## Task directions:
Copy every line of the material below word for word.

## Provided data:

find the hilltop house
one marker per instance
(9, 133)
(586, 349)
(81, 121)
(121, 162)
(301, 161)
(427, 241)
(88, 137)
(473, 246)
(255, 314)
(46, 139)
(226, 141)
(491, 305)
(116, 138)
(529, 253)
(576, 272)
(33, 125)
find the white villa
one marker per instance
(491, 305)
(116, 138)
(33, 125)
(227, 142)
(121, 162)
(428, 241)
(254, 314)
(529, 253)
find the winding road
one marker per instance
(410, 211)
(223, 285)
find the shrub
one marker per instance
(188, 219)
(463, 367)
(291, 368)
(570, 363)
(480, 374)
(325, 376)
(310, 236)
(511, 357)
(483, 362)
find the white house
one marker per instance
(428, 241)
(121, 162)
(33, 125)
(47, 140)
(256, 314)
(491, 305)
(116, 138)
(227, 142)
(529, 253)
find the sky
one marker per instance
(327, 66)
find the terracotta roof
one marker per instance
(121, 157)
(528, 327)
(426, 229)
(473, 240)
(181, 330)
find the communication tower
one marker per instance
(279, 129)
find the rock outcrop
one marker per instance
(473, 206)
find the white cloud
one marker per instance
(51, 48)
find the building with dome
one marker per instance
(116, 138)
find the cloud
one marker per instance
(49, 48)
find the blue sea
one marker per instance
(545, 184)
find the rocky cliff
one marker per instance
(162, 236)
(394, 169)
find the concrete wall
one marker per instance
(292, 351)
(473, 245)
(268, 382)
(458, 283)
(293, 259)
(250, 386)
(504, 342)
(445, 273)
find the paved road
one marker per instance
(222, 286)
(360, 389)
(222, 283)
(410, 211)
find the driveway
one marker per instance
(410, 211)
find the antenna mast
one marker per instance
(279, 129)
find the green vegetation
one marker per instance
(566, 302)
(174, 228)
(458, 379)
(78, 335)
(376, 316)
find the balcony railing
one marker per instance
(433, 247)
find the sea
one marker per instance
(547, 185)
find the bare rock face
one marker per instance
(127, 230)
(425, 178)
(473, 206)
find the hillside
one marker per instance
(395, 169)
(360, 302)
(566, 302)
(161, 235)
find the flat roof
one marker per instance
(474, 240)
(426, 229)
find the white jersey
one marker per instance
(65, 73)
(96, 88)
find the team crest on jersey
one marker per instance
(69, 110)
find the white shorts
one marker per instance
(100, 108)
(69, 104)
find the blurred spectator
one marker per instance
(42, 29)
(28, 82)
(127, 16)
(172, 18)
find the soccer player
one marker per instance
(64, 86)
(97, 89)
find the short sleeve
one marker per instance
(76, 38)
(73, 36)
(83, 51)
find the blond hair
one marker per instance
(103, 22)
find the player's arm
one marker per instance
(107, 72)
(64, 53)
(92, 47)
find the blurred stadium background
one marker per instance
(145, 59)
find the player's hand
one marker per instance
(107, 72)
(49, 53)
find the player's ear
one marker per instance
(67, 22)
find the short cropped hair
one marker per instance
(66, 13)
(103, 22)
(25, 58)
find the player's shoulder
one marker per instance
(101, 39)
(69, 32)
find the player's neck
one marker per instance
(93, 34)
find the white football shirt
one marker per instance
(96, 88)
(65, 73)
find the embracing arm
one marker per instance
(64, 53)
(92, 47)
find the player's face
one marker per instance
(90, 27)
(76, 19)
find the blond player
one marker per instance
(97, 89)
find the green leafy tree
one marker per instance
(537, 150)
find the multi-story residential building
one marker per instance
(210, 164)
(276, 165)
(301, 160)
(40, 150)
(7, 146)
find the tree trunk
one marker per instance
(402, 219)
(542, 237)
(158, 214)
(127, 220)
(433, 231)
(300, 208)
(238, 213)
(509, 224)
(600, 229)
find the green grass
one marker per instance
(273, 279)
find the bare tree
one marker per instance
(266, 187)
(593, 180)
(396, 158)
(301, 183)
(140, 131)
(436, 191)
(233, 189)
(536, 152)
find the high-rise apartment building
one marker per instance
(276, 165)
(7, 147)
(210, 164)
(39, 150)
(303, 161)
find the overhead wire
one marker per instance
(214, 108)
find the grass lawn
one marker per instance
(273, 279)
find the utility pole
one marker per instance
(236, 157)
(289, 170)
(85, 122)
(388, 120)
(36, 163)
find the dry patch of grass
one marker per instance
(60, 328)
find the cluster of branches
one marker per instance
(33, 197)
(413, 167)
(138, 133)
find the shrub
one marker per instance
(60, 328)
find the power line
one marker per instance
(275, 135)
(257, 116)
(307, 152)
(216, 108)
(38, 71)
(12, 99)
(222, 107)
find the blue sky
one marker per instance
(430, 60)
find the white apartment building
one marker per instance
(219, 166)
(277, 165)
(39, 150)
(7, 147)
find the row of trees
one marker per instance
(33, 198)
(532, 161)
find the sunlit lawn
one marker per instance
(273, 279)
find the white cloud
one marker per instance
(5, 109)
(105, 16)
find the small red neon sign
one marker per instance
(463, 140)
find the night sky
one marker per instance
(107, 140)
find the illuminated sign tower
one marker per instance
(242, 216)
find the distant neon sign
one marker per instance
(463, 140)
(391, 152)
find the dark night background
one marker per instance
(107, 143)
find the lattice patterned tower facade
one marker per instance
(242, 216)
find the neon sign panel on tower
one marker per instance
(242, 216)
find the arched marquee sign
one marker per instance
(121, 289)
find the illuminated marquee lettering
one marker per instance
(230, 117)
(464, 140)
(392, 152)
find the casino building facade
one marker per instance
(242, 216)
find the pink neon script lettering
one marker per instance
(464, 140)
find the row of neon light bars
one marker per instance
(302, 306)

## The completed task:
find the hilltop house
one marker per instance
(9, 133)
(586, 349)
(81, 121)
(121, 162)
(301, 161)
(427, 241)
(88, 137)
(473, 246)
(255, 314)
(46, 139)
(226, 141)
(491, 305)
(116, 138)
(529, 253)
(576, 272)
(33, 125)
find the white villa
one marker per instance
(491, 305)
(116, 138)
(33, 125)
(227, 142)
(121, 162)
(428, 241)
(254, 314)
(529, 253)
find the winding road
one marker per instance
(410, 211)
(223, 285)
find the shrub
one marker per instance
(188, 219)
(463, 367)
(291, 368)
(570, 363)
(480, 374)
(325, 376)
(310, 236)
(511, 357)
(483, 362)
find the white house
one marker per instance
(428, 241)
(121, 162)
(33, 125)
(47, 140)
(256, 314)
(491, 305)
(116, 138)
(227, 142)
(529, 253)
find the sky
one marker per instance
(327, 66)
find the terracotta roof
one marker per instance
(121, 157)
(528, 327)
(426, 229)
(473, 240)
(181, 330)
find the communication tower
one marker per instance
(279, 129)
find the rock outcrop
one marker per instance
(473, 206)
find the white cloud
one marker per instance
(51, 48)
find the building with dome
one marker per instance
(116, 138)
find the cloud
one marker per instance
(49, 48)
find the blue sea
one marker per instance
(545, 184)
find the rocky cliff
one marker per instance
(162, 236)
(394, 169)
find the concrete wall
one marker per instance
(292, 351)
(473, 245)
(268, 382)
(458, 283)
(293, 259)
(250, 386)
(504, 342)
(445, 273)
find the paved road
one marker per instance
(222, 286)
(360, 389)
(222, 283)
(410, 211)
find the driveway
one marker per instance
(410, 211)
find the antenna mast
one marker per instance
(279, 129)
find the green vegetation
one marker per instance
(566, 302)
(174, 228)
(458, 379)
(78, 335)
(376, 316)
find the balcony railing
one marker per instance
(433, 247)
find the sea
one marker per instance
(547, 185)
find the bare rock face
one marker per instance
(127, 230)
(425, 178)
(473, 206)
find the hillside
one marker per instance
(395, 169)
(360, 302)
(566, 302)
(161, 235)
find the flat roof
one marker per instance
(474, 240)
(426, 229)
find the white jersey
one marker per instance
(65, 73)
(96, 88)
find the team crest on jersey
one marker per instance
(69, 110)
find the white shorts
one marker per instance
(100, 108)
(69, 104)
find the blurred spectator
one marker per instance
(42, 29)
(28, 82)
(127, 16)
(172, 18)
find the soccer player
one marker per instance
(64, 86)
(97, 89)
find the short sleeve
one marker per instance
(76, 38)
(73, 36)
(83, 51)
find the blond hair
one marker per instance
(103, 22)
find the player's arm
one marker per instance
(107, 72)
(64, 53)
(92, 47)
find the blurred stadium background
one marker per instance
(145, 59)
find the player's hand
one marker per instance
(107, 72)
(49, 53)
find the player's ear
one marker per instance
(67, 22)
find the short cropped hair
one marker per instance
(66, 13)
(103, 22)
(25, 58)
find the player's shoulder
one marker per instance
(101, 39)
(69, 32)
find the player's neck
one marker per instance
(93, 34)
find the white football shirt
one marker per instance
(96, 88)
(65, 73)
find the embracing arm
one marker per instance
(64, 53)
(92, 47)
find the player's face
one marker per instance
(90, 27)
(76, 19)
find the blond player
one marker per instance
(97, 89)
find the green leafy tree
one marker per instance
(537, 150)
find the multi-story residential building
one marker per instance
(210, 164)
(276, 165)
(301, 160)
(40, 150)
(7, 146)
find the tree trunk
one marker per instance
(402, 219)
(542, 237)
(158, 214)
(127, 220)
(433, 231)
(300, 208)
(238, 213)
(509, 224)
(600, 229)
find the green grass
one marker per instance
(273, 279)
find the bare tree
one marker per instance
(266, 187)
(593, 180)
(396, 158)
(301, 183)
(140, 131)
(436, 191)
(233, 189)
(536, 152)
find the high-rise apartment building
one marker per instance
(276, 165)
(7, 147)
(210, 164)
(39, 150)
(303, 161)
find the overhead wire
one marker per instance
(214, 108)
find the grass lawn
one marker per instance
(273, 279)
find the utility pole
one marker per instance
(236, 157)
(289, 170)
(85, 122)
(388, 120)
(36, 163)
find the dry patch of grass
one marker per instance
(60, 328)
find the cluster of branches
one marker per instance
(33, 197)
(413, 167)
(138, 133)
find the shrub
one marker per instance
(60, 328)
find the power line
one marker per instance
(275, 135)
(257, 116)
(307, 152)
(216, 108)
(38, 71)
(12, 99)
(222, 107)
find the blue sky
one marker per instance
(430, 60)
find the white apartment building
one marker per instance
(219, 166)
(277, 165)
(39, 150)
(7, 147)
find the row of trees
one marker per instance
(33, 198)
(532, 161)
find the sunlit lawn
one marker per instance
(273, 279)
find the white cloud
one marker per instance
(5, 109)
(105, 16)
find the small red neon sign
one marker per instance
(463, 140)
find the night sky
one marker per instance
(107, 140)
find the illuminated sign tower
one marker per instance
(242, 216)
find the distant neon sign
one marker per instance
(463, 140)
(391, 152)
find the dark night background
one marker per instance
(107, 143)
find the lattice patterned tower facade
one marker per instance
(242, 216)
find the neon sign panel on tower
one marker per instance
(242, 216)
find the arched marquee sign
one marker per instance
(121, 289)
find the illuminated marquee lettering
one marker per instance
(230, 117)
(464, 140)
(392, 152)
find the casino building facade
one marker per instance
(242, 216)
find the pink neon script lettering
one marker per instance
(464, 140)
find the row of neon light bars
one marker per instance
(302, 306)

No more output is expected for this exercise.